Instrucción 1>
Traduce al inglés la siguiente oración del texto del documento: «Viéndolo de este modo, el fracaso puede ser un éxito rotundo.»
Instrucción 2>
Extrae del texto del documento, sin ningún cambio, el tramo que va desde "Señor, quiero que" hasta "de este mundo.".

Texto del documento>
☆ ☆ ☆ ☆

El fracaso es una parte crucial e ineludible del proceso. Dios no está mirando desde arriba, esperando que todo nos salga perfectamente, pretendiendo que el boletín de calificaciones esté tachonado de sobresalientes. Dios está abajo, con nosotras, ayudándonos a sacudirnos el polvo, recordándonos que su amor y nuestra identidad no cambian cuando las cosas nos salen mal.
A veces Dios usa el fracaso como una luz infrarroja, para revelar lo que no podríamos ver de otra manera. El fracaso nos muestra, con dolorosa claridad, cuánto nos importa aún el “qué dirán”, y cuánto nos aferramos a nuestros propios sueños. Por esto es que, justamente en el fracaso, Dios profundiza nuestra dependencia de él. Viéndolo de este modo, el fracaso puede ser un éxito rotundo. En palabras de Bob Goff: “Solía tener miedo a fracasar en las cosas que realmente me importaban, pero ahora tengo más miedo a ser exitoso en las cosas que no importan”.
Señor, quiero que mi carácter te refleje más. Estoy dispuesta a fracasar, si eso me acerca más a ti. Quiero preocuparme más por los éxitos eternos que por la gloria fugaz de este mundo.
2 de marzo
Una vida tranquila
“Pónganse como objetivo vivir una vida tranquila, ocúpense de sus propios asuntos y trabajen con sus manos, tal como los instruimos anteriormente” (1 Tes. 4:11, NTV).
Algunas veces creemos que nuestras vidas deben ser grandes para ser significativas. Pensamos que, para tener valor, debemos dejar un legado visible y extraordinario. Debemos organizar un evento multitudinario, adoptar a veinte niños o luchar contra la trata de personas, para que nuestra vida importe. Y aunque todas estas cosas son buenas, cuando pensamos que el tamaño determina el valor de algo, nos pasamos la vida corriendo, exhaustas. La inseguridad seguirá empujándonos a hacer más cosas, susurrándonos que lo peor que podría pasarnos es que nuestras vidas fueran absolutamente normales y pequeñas. Pero, como escribe Melanie Shankle en It’s All About the Small Things [Se trata de las pequeñas cosas], “pensar de esta manera puede hacer que perdamos de vista las pequeñas cosas que también pueden cambiar una vida: llevar un plato de comida a un vecino enfermo, sonreírle a la camarera que está teniendo un mal día, leerles a nuestros niños antes de ir a dormir, o simplemente orar con alguien que está pasando por un momento difícil”. La hermosa y liberadora verdad del evangelio es esta: lo pequeño es transcendental.
Jesús comparó el Reino de Dios con una semilla de mostaza: insignificante a simple vista, pero que crece a tal punto que las aves del cielo hacen nidos en sus ramas. También comparó el Reino de los cielos con la levadura, que hace crecer la masa (Mat. 13:31-33). ¡Ambos ejemplos son tan sencillos y humildes! No hay efectos especiales, ni carteles luminosos ni millones de seguidores en las redes sociales. Nada glamuroso. Sencillamente, semillas y levadura que crecen de una forma lenta y orgánica.

☆ ☆ ☆ ☆

Datos proporcionados>
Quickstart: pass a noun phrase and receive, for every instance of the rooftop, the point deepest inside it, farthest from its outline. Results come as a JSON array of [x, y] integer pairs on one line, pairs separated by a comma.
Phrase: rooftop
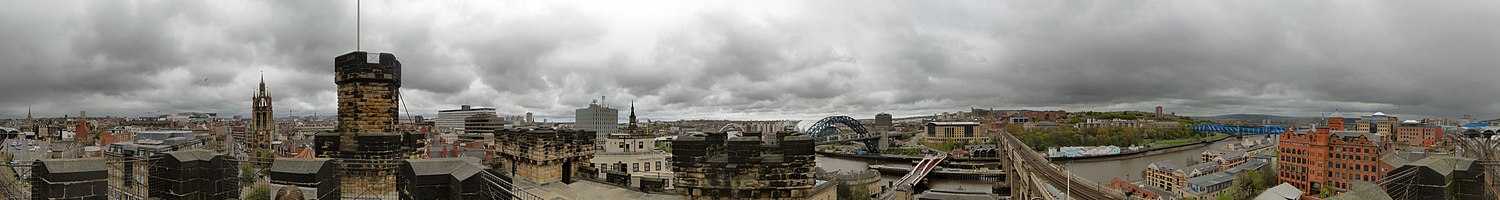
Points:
[[954, 124], [192, 155], [1283, 191], [1211, 179], [74, 166], [300, 166]]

☆ ☆ ☆ ☆

Respuesta 1>
Seen this way, failure can be a resounding success.

Respuesta 2>
Señor, quiero que mi carácter te refleje más. Estoy dispuesta a fracasar, si eso me acerca más a ti. Quiero preocuparme más por los éxitos eternos que por la gloria fugaz de este mundo.